▸ What this task involves:
List every line of the records that contains the word "mountain", copying each line in full. Treat uppercase and lowercase as different, so only lines that match the word's exact case count.

Dataset records on object locations:

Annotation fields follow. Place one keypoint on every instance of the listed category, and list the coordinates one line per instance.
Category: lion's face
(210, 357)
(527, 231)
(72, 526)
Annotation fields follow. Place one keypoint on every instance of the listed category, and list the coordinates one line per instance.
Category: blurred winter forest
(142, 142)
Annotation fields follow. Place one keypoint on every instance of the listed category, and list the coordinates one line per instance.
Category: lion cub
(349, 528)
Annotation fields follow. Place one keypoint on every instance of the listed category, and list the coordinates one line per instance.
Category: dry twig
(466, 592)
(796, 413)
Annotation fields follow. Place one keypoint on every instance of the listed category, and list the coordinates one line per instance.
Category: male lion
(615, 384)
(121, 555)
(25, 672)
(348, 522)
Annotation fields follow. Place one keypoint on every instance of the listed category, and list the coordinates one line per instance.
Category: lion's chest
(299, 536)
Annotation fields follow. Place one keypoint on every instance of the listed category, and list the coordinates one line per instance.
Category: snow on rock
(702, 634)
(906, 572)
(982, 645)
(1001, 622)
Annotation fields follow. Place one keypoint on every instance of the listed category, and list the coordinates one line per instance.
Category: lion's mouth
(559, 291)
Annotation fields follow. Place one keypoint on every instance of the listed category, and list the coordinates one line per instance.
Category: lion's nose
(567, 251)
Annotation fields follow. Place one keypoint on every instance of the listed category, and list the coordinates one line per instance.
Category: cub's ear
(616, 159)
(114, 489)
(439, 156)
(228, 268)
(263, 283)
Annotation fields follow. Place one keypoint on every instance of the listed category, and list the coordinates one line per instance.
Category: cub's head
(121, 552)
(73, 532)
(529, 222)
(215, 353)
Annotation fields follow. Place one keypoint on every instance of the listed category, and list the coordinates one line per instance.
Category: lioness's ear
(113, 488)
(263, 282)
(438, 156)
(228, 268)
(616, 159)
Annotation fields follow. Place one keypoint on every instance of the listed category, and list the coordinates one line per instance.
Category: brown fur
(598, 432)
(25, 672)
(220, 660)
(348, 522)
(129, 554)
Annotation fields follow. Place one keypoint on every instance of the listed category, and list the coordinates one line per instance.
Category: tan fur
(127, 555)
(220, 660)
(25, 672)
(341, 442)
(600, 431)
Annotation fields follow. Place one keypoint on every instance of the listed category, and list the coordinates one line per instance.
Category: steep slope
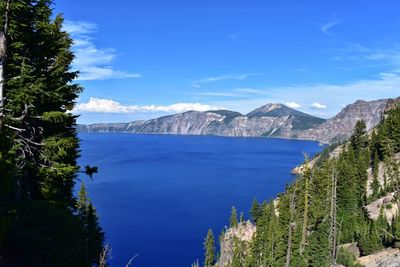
(300, 120)
(343, 207)
(275, 120)
(339, 127)
(271, 120)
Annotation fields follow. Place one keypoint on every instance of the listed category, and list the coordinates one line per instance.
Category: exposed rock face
(272, 120)
(243, 232)
(387, 258)
(387, 204)
(340, 127)
(352, 248)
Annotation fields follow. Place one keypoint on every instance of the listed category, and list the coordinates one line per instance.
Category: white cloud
(326, 27)
(93, 63)
(241, 77)
(97, 105)
(317, 105)
(233, 37)
(292, 105)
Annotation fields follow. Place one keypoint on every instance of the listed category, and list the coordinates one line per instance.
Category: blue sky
(141, 59)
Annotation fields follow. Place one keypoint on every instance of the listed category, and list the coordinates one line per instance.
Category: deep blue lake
(157, 195)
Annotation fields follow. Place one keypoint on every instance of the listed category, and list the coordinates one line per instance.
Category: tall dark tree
(209, 247)
(39, 221)
(233, 220)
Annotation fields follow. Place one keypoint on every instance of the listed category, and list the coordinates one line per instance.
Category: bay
(157, 195)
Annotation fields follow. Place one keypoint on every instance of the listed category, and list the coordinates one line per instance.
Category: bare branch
(130, 261)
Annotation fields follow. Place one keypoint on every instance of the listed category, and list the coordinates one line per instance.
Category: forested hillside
(324, 210)
(41, 222)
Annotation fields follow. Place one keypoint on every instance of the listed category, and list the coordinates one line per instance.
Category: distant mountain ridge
(271, 120)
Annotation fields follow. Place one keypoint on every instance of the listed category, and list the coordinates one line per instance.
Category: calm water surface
(158, 195)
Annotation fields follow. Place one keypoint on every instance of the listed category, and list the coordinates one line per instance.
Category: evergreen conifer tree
(233, 221)
(209, 247)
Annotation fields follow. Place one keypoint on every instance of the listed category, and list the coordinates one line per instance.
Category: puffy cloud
(292, 105)
(317, 105)
(97, 105)
(92, 62)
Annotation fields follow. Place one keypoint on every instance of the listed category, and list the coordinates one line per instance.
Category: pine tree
(233, 219)
(241, 218)
(255, 210)
(39, 147)
(209, 247)
(95, 236)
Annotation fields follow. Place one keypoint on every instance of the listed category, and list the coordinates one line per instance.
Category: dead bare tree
(305, 214)
(333, 214)
(291, 228)
(3, 59)
(130, 261)
(105, 254)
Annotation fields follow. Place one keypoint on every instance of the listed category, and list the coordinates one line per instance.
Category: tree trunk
(3, 59)
(305, 216)
(292, 226)
(333, 228)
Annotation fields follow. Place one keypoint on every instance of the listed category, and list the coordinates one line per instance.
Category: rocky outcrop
(271, 120)
(243, 234)
(386, 204)
(386, 258)
(340, 127)
(274, 120)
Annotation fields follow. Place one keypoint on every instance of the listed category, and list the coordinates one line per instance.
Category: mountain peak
(273, 110)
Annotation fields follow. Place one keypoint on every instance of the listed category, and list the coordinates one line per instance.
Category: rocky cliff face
(272, 120)
(240, 235)
(340, 127)
(275, 120)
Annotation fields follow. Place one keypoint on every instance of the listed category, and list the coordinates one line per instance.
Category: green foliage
(209, 247)
(233, 221)
(370, 240)
(302, 218)
(255, 210)
(346, 258)
(41, 222)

▸ Correct result:
Category: distant mountain ridge
Category: mountain peak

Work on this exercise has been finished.